Элементы некоего нового сюжетного строения, заключающегося в наличии слабо связанных между собою эпизодов, сцен, не “работавших” непосредственно на развитие сюжета, отсутствие ярко выраженного фабульного движения появлялись в 1860-1880 гг. в самых разных жанрах и у самых разных писателей - от Сатыкова-Щедрина до В.П. Авенариуса.

Ближайшие истоки этих новых сюжетно-композиционных принципов и способов, вызывавших многолетние критические споры, отыскиваются в конце 50-х - начале 60-х гг. XIX в. и связаны с появлением жанра прозаических “сцен” (а затем и “сценок”)»2.

Каким же образом можно проследить такое влияние в прозе рубежа веков? Одним из принципов может стать анализ произведений, в которых «узнается» традиционная сценка, однако смысл ее не укладывается в привычные представления об этом жанре.

Вполне естественно, что бытовая сценка будет встречаться в тех случаях, когда требуется определенная «социальная репрезентативность», поскольку для бытовой сценки традиционно введение персонажей с отчетливой социальной принадлежностью, характерным поведением, кругом интересов, лексикой - всем, что ассоциируется с «типическим», идущим еще от «физиологического очерка», где по большей части давался портрет такого типажа, а не поведение в конкретной ситуации. Для сценки всегда важна ситуативность, «схваченный момент» жизни, но такая ситуативность возможна лишь при восприятии «человека в обстановке».

Еще об одной особенности жанра Чудаков пишет: «В развитии жанра рассказа-сценки с ее новыми сюжетно-композиционными принципами существенную роль сыграл Н.А. Лейкин, написавший около семи тысяч таких сценок. В рассказе Лейкина нет никаких мест схода персонажей, не связанных с их бытом. <.. .> Действие его рассказов происходит “В банях”, “В парикмахерской”, “В живорыбном садке”, “У подъезда пассажа”<.>.

© Завельская Д.А., 2011

Точно так же в десятках сценок герои Чехова сходились не по внутреннему побуждению, диктуемому движением их мысли, воли, чувства, как у Тургенева, Достоевского, Толстого, но оказывались рядом силою бытовых, реально-социальных обстоятельств, по отношению к внутреннему миру личности внешних и чужих. Несомненно, что это создавало и закрепляло у автора определенную традицию сюжетного мышления “естественными” ситуациями, обыденным предметным окружением - все могло стать темою»3.

Нечто похожее мы видим в произведениях писателей круга горьковского «Знания»: «В приходе» Гусева-Оренбургского, «В уезде» Касаткина (вспомним и очерк самого Горького «На соли»), но это лишь приблизительное сходство. Здесь господствует не принцип случайности, но особенности социального уклада, постоянной жизни день ото дня в некой обстановке, условиях, «среде», которые потому уже не чужие внутреннему миру личности, что обусловливают их.

=-=-=

Письменное задание 1: Объясните, опираясь на отрывок о жанре сценки, почему бытовая сценка встречается там, где требуется «социальная репрезентативность». Уложитесь в одно–три предложения.
Письменное задание 2: Продолжите отрывок о жанре сценки с того места, на котором он заканчивается.

Данные разметки расположения объектов
=-=-=

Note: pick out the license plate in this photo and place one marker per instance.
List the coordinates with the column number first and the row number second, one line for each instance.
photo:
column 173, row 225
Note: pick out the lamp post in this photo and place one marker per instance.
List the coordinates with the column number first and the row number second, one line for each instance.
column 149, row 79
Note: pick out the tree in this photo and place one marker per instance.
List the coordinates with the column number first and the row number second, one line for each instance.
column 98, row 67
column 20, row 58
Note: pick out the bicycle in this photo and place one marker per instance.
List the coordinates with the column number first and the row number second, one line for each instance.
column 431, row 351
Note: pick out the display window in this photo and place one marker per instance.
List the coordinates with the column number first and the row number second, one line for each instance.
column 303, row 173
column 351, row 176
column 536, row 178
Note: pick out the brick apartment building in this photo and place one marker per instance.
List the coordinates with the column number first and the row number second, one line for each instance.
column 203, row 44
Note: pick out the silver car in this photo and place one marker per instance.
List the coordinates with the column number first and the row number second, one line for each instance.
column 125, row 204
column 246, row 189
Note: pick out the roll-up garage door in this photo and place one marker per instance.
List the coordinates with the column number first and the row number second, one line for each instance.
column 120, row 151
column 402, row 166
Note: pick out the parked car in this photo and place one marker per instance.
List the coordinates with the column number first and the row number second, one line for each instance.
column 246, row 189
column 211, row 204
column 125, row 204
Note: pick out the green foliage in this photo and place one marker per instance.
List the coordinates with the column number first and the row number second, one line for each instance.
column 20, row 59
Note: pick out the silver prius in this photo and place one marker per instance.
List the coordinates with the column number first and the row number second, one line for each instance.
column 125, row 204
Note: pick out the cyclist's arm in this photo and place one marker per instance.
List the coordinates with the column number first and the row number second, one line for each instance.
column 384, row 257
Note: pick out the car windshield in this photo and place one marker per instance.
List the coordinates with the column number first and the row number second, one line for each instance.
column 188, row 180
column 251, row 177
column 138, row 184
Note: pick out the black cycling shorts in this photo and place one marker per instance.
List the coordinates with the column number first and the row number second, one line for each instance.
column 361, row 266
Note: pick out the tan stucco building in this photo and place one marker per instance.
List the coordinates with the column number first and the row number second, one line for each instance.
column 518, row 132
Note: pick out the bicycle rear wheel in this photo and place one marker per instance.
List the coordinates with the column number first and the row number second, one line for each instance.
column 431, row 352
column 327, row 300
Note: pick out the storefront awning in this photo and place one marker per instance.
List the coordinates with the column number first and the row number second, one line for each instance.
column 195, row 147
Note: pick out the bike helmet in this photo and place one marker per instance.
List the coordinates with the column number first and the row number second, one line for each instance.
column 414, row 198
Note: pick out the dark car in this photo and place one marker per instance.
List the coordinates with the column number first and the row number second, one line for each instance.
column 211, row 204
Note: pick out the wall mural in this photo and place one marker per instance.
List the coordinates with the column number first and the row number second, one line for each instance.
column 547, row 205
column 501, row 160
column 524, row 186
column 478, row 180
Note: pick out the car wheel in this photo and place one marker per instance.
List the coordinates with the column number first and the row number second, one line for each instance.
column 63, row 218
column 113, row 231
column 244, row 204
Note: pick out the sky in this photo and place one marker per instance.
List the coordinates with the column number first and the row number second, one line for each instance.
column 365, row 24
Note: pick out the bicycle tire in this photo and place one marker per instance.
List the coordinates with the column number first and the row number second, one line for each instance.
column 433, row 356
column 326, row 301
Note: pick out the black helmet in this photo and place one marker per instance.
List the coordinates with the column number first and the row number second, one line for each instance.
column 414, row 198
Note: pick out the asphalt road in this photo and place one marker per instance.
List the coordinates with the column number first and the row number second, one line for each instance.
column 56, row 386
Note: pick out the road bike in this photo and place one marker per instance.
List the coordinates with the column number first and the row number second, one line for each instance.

=-=-=

Письменный ответ 1: Для бытовой сценки традиционно введение персонажей с отчетливой социальной принадлежностью, характерным поведением, кругом интересов и лексикой. Всё это ассоциируется с «типическим», идущим еще от «физиологического очерка». Поэтому сценка встречается там, где нужна «социальная репрезентативность».

Письменный ответ 2:
Гораздо ближе к принципу «бытовых, реально-социальных обстоятельств, по отношению к внутреннему миру личности внешних и чужих», например, встреча людей на борту пароходика «Сокол» в рассказе Телешова «Между двух берегов». И тут мы видим пример, характерный для сюжета бытовой сценки с анекдотическим оттенком. Пароходик плывет долго среди пустынных берегов Иртыша, и в буфете закончилось спиртное.

«Капитан хотел что-то ответить, но в это время из низу на палубу вбежал офицер <...>.

- Иван Михайлович! - обратился он прямо к повару. - Голубчик! Случилось несчастие!

- Что такое-с? - забеспокоился тот.

- Водка вся вышла!

Они глядели молча друг другу в глаза, как бы желая проникнуть один другому в самую душу.

<...>

- Не обязан об этом беспокоиться.

- Знаю, милый. Но нет ли бутылочки?

- Спиртного не держу, и держать не имею в виду-с. Бланманже могу предложить.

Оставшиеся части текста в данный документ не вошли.